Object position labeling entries
>>>

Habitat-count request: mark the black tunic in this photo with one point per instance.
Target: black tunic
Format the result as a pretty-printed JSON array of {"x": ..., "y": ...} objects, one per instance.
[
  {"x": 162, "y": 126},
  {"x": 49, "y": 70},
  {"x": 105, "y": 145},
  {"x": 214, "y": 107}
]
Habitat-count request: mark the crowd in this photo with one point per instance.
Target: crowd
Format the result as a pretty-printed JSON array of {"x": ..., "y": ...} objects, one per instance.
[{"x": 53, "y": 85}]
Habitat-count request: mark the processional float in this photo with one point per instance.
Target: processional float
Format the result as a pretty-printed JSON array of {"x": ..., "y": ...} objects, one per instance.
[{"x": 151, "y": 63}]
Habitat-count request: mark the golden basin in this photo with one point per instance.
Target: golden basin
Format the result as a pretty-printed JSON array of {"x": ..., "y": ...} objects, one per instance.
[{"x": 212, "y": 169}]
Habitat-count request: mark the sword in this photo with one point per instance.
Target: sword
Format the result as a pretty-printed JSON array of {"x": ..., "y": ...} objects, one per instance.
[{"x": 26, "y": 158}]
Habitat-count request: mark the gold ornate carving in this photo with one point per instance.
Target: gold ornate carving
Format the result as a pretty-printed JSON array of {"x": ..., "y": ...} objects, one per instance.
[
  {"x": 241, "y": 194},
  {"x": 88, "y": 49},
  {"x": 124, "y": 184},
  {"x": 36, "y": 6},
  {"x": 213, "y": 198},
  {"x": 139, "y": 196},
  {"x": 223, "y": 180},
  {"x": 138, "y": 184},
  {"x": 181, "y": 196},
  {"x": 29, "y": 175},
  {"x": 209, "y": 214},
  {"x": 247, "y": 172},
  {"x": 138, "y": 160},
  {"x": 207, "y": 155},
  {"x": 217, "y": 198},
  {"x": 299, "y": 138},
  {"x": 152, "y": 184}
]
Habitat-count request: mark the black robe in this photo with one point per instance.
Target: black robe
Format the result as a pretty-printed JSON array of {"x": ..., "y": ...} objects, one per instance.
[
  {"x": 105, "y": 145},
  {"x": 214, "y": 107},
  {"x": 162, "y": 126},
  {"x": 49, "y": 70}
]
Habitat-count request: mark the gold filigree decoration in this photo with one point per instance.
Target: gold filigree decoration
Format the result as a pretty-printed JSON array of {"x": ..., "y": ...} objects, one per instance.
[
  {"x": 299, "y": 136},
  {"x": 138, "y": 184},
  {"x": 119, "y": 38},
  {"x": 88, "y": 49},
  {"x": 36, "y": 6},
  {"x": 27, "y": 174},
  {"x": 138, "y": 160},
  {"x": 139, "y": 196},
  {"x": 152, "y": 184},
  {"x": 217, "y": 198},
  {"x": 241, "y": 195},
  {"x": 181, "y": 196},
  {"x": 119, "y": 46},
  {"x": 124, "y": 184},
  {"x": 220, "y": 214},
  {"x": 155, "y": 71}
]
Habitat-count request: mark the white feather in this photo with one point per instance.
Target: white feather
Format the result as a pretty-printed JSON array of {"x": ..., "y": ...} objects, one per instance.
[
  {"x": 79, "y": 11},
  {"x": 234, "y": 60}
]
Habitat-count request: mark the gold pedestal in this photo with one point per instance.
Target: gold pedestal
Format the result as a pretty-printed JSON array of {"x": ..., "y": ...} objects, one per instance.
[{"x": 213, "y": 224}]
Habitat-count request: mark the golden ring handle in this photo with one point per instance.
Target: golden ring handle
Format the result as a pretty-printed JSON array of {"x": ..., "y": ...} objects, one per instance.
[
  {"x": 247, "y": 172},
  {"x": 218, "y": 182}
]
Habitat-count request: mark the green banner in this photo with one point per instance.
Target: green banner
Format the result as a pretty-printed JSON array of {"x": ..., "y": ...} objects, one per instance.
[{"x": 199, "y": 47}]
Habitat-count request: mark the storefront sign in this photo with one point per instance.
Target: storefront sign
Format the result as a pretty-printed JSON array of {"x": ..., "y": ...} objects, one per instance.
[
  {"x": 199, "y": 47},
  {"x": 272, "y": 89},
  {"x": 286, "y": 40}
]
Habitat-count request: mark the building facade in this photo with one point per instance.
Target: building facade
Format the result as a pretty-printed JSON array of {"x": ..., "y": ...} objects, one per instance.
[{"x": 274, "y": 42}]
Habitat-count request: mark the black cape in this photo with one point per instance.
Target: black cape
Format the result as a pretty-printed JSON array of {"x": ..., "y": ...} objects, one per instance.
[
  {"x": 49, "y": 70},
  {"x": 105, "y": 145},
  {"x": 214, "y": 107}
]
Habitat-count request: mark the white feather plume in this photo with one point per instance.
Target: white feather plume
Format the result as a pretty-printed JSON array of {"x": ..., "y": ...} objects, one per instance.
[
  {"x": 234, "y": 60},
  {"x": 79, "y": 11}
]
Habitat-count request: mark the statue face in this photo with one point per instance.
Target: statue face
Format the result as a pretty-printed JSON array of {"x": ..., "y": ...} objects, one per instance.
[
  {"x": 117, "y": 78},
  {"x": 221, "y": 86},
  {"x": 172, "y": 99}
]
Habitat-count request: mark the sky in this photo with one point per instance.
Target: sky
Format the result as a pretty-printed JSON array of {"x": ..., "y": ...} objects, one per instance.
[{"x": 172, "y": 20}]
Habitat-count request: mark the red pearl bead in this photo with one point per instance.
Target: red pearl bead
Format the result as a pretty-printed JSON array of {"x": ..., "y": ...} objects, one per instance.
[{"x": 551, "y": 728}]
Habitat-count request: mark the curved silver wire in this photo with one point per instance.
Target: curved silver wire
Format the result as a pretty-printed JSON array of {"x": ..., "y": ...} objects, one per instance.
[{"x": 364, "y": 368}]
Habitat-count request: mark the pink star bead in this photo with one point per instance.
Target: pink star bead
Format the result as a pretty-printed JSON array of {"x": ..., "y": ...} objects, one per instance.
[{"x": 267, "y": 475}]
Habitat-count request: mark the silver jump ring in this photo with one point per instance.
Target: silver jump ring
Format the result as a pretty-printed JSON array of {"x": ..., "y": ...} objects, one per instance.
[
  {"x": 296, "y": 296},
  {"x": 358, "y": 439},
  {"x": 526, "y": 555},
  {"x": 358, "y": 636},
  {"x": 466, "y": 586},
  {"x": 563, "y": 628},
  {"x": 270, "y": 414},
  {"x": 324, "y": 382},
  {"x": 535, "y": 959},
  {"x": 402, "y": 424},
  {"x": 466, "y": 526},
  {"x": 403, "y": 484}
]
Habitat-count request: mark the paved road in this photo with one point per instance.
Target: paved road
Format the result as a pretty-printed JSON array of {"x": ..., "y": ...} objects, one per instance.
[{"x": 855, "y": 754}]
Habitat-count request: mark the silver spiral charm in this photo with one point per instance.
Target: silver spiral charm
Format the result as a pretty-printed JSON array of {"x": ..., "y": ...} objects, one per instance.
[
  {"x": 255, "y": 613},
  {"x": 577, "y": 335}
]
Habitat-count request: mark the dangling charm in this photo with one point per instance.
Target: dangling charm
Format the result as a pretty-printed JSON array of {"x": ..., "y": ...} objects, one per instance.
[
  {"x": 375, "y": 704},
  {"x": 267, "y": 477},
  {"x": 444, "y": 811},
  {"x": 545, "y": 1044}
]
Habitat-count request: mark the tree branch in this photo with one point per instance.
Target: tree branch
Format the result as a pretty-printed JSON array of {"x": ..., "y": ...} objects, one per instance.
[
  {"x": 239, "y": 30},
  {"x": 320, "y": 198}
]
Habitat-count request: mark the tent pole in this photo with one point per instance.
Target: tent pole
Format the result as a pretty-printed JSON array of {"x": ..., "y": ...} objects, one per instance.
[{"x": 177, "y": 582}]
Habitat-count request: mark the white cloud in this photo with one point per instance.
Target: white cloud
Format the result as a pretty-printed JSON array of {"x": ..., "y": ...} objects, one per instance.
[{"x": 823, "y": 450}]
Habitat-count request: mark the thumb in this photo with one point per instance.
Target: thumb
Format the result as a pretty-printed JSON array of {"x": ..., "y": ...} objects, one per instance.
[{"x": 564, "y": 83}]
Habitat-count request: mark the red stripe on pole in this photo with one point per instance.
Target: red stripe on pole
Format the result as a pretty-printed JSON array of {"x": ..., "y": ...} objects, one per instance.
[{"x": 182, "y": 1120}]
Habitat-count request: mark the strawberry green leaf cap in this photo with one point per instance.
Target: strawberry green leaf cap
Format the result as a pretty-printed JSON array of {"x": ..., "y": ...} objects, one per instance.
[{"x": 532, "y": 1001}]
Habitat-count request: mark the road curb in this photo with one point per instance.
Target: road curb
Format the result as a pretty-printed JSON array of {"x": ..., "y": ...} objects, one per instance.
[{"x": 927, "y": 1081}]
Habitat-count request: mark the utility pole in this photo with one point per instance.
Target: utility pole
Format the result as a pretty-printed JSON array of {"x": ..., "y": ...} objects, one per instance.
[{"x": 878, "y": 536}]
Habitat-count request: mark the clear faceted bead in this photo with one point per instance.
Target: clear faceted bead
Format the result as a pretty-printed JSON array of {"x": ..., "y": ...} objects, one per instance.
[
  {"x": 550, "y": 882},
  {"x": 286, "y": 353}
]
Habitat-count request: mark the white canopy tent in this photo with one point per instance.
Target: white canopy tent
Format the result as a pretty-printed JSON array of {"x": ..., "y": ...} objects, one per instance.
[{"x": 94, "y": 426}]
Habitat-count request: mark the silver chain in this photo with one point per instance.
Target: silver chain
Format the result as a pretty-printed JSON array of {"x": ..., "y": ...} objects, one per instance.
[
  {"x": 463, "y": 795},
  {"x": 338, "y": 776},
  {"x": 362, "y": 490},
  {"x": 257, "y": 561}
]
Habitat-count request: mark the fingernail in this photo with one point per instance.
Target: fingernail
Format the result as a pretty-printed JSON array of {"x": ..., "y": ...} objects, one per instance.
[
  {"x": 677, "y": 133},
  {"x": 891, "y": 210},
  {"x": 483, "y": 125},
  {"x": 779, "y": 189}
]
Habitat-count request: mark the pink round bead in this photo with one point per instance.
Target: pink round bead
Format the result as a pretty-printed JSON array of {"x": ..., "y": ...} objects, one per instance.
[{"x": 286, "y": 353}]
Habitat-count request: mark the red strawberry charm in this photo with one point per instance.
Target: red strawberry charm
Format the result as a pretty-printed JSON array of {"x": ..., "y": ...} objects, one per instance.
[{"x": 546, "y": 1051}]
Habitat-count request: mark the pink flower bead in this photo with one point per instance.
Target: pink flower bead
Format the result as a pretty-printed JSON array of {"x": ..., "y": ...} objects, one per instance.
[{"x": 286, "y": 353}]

<<<

Give the lines exactly as they stand, from the line with "Habitat-count request: mark the red strawberry" through the end of the material.

Habitat-count request: mark the red strawberry charm in this photo with one point per instance.
Target: red strawberry charm
Format the result as a pretty-printed JSON array of {"x": ..., "y": ...} objects, one per instance.
[{"x": 546, "y": 1051}]
Habitat-count request: mark the pink flower bead in this photo with one point per instance.
Target: pink flower bead
Format the result as a pretty-printed JSON array of {"x": ..., "y": ...} objects, one per instance.
[{"x": 286, "y": 353}]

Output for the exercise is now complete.